Given exercise A:
In the passage on the public-corruption ruling, how many of the six former Virginia attorneys general who filed an amicus brief were Democrats?
Given exercise B:
Translate this sentence from the passage on the public-corruption ruling into Spanish: "When the government urges broad interpretations of the criminal statutes, due process is threatened."
Given exercise C:
Pick up the passage on the public-corruption ruling after its final sentence and write the next part.

This concern is substantial. White House counsel who worked in every administration from that of President Reagan to President Obama warn that the Government’s “breathtaking expansion of public-corruption law would likely chill federal officials’ interactions with the people they serve and thus damage their ability effectively to perform their duties.” Six former Virginia attorneys general—four Democrats and two Republicans—also filed an amicus brief in this Court echoing those concerns, as did 77 former state attorneys general from States other than Virginia—41 Democrats, 35 Republicans, and 1 independent.

The Washington Post‘s Chris Cillizza frets that this opinion will make public corruption convictions more difficult, but Cato’s Tim Lynch argues that this is part of the point that the Court was trying to make, and calls the decision a victory for civil liberties:

Chief Justice Roberts made it clear that the underlying facts were distasteful (the McDonnells exercised extremely poor judgment), but the Court had to consider the implications of the government’s “boundless interpretation” of the federal corruption statutes.  By its unanimous vote, the Court has sent a powerful signal to both the U.S. Attorney General and the lower federal courts: Stop stretching the laws to cover grubby politicking; only crack down on old-fashioned bribery.  Lastly, the Court noted that due process requires that people have fair notice of what conduct is criminal and what conduct is lawful.  When the government urges broad interpretations of the criminal statutes, due process is threatened.  To avoid that danger, courts should generally embrace a more confining view of the statute and thus federal prosecutorial power.

Data shown:
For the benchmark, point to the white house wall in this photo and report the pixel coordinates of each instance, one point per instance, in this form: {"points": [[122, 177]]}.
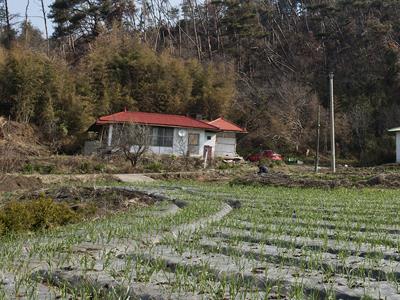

Written reply A:
Four

Written reply B:
Cuando el gobierno promueve interpretaciones amplias de las leyes penales, el debido proceso se ve amenazado.

Written reply C:
It may appear abstract, but look at what happened today.  Prosecutors asked that Robert McDonnell be imprisoned ten years for his conduct.  Today, he remains a free man because it is not obvious that his conduct was unlawful.  There might still be a retrial, but the prosecution’s theory was unanimously rejected by the Supreme Court.

It strikes me that Lynch has the better of the argument here, and that while McDonnell’s behavior was distasteful, the attempt to stretch the law to make what he did criminal was entirely inappropriate. As Chief Justice Roberts notes, it’s hard to see what the difference is between what McDonnell did and politicians do all the time when dealing with constituents, whether those constituents are average citizens or a businessman or businesswoman who happens to require access to a particular government official to deal with a regulatory roadblock or other issue that may be adversely impacting their business. Furthermore, there is a general principle in the law that says that criminal statutes should be construed as narrowly as possible and only applied to unique situations if its clear that there is a reason to believe that the legislature intended for the statute to be applied as the prosecutor wishes to apply it. If the answer is no, then the answer is to get the law amended or pass a new law, not to apply existing law far beyond where it was intended to go. For that reason, I believe the Court got it essentially correct here.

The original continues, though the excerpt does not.